Die heutige Wahrnehmung der UNCTAD steht in deutlichem Kontrast zur Bedeutung, die der Konferenz beigemessen wurde, als sie im Frühjahr 1964 erstmals durchgeführt wurde und noch im selben Jahr als permanentes Organ der UN-Generalversammlung institutionalisiert wurde. Die Einberufung einer grossen Konferenz zu Problemen des Welthandels und der Entwicklung, wie sie von den Entwicklungsländern seit Beginn der 60er-Jahre mit zunehmender Vehemenz gefordert worden war, weckte auf der Seite der Entwicklungsländer immense, teilweise unrealistische Hoffnungen, auf der Seite der Industrieländer hingegen Ängste vor einer Umwälzung der Strukturen, die ihnen in den Jahren nach dem Zweiten Weltkrieg eine bis dahin ungekannte Wohlstandsvermehrung ermöglicht hatten.
Dass die Einberufung der Konferenz gegen den Widerstand der Industrieländer überhaupt möglich wurde, war in erster Linie eine Folge der Dekolonisation: Die Zahl der Entwicklungsländer Asiens und Afrikas war im Zuge des Dekolonialisierungsprozesses stark angewachsen; seit Beginn der 60er-Jahre verfügten sie in der UN-Generalversammlung gemeinsam mit den lateinamerikanischen Staaten über die Stimmenmehrheit und mithin über ein potentes Druckmittel. Bereits seit Mitte der 50er-Jahre existierten Bemühungen, die gemeinsamen Interessen der neuen Länder auf der internationalen Ebene geltend zu machen und sich von den Konfliktschemen des Kalten Krieges zu emanzipieren. In einer Reihe von Konferenzen (Bandung, Belgrad, Kairo) gelang es den Ländern des Südens, eine Allianz zu formen, die mit der Durchsetzung der Handels- und Entwicklungskonferenz schliesslich einen ersten grossen Erfolg feiern konnte.
Die Entwicklungsländer erhofften sich von der Konferenz – und vor allem von ihrer Institutionalisierung – die Veränderung der Welthandelsstrukturen, in denen sie das Fortwirken kolonialer Abhängigkeiten zu erkennen glaubten. Insbesondere das GATT, das bevorzugte Instrument der entwickelten Länder zur Koordinierung der internationalen Handelsbeziehungen, wurde dabei heftiger Kritik unterzogen. Im Konferenzverlauf verhärteten sich die Fronten zwischen Entwicklungs- und Industrieländern kontinuierlich, wobei erstere auf die Gründung einer neuen Welthandelsorganisation mit umfangreichen Kompetenzen drängten, und letztere die Korrekturen am Welthandelssystem möglichst gering zu halten suchten. Den Entwicklungsländern gelang es – nicht zuletzt bestärkt durch die abwehrende Haltung der Industrieländer – die Einheitsfront, welche die Einberufung der UNCTAD ermöglicht hatte, von einer losen Allianz in eine feste Form zu überführen: Am Ende der Konferenz stand die «Gemeinsame Erklärung der 77 Entwicklungsländer» und die Gründung der G77, jenes Zusammenschlusses der südlichen Länder, der sich fortan auf der internationalen Bühne als Gegenpart des industrialisierten Nordens verstehen sollte. Der Konferenzbeschluss, die UNCTAD als permanentes UN-Organ zu installieren, garantierte dabei gleichzeitig auch, dass der aufgebrochene Nord-Süd-Konflikt ein permanentes Forum haben würde.

Aufgabenstellung:
• A. Warum konnte die Konferenz laut dem Textauszug trotz des Widerstands der Industrieländer einberufen werden?
• B. Gib den Abschnitt des Textauszugs von „Die heutige Wahrnehmung“ bis einschließlich „Wohlstandsvermehrung ermöglicht hatten.“ wortgetreu wieder.

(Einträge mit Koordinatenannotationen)
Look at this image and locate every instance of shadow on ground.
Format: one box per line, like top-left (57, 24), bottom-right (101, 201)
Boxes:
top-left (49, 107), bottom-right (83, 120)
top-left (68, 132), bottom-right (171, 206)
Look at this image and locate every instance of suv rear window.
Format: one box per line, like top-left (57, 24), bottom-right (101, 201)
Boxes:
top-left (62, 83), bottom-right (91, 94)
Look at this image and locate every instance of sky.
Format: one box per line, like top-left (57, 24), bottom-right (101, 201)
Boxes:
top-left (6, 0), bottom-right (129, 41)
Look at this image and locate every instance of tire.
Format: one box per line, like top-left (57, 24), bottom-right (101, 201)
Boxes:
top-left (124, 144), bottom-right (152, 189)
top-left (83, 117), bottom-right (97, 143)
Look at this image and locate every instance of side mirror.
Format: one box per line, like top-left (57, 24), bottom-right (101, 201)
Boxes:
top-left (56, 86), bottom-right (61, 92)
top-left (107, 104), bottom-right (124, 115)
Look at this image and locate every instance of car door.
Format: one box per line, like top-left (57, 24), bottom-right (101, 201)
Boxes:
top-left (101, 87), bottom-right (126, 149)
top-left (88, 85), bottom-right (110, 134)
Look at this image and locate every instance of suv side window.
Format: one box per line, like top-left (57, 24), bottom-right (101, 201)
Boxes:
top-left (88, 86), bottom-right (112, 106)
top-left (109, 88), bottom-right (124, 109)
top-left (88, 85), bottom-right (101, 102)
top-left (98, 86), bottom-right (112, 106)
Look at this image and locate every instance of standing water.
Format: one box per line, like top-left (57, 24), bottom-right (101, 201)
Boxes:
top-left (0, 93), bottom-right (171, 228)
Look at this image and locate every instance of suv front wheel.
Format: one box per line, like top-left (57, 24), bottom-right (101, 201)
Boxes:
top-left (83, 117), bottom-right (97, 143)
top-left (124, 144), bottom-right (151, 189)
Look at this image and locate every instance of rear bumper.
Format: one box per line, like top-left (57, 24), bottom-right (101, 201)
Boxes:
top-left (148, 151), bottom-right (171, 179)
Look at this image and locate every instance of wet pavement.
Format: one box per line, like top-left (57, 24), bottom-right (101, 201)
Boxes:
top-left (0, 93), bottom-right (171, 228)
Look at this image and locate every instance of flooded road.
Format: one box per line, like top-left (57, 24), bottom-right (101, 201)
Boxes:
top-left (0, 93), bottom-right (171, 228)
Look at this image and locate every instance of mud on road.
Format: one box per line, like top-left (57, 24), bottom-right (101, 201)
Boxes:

Lösungen der Aufgaben:
• A. In erster Linie war das eine Folge der Dekolonisation. Die Zahl der Entwicklungsländer Asiens und Afrikas war stark gewachsen. Seit Beginn der 60er-Jahre hatten sie zusammen mit den lateinamerikanischen Staaten die Stimmenmehrheit in der UN-Generalversammlung und damit ein wirksames Druckmittel.

• B.
Die heutige Wahrnehmung der UNCTAD steht in deutlichem Kontrast zur Bedeutung, die der Konferenz beigemessen wurde, als sie im Frühjahr 1964 erstmals durchgeführt wurde und noch im selben Jahr als permanentes Organ der UN-Generalversammlung institutionalisiert wurde. Die Einberufung einer grossen Konferenz zu Problemen des Welthandels und der Entwicklung, wie sie von den Entwicklungsländern seit Beginn der 60er-Jahre mit zunehmender Vehemenz gefordert worden war, weckte auf der Seite der Entwicklungsländer immense, teilweise unrealistische Hoffnungen, auf der Seite der Industrieländer hingegen Ängste vor einer Umwälzung der Strukturen, die ihnen in den Jahren nach dem Zweiten Weltkrieg eine bis dahin ungekannte Wohlstandsvermehrung ermöglicht hatten.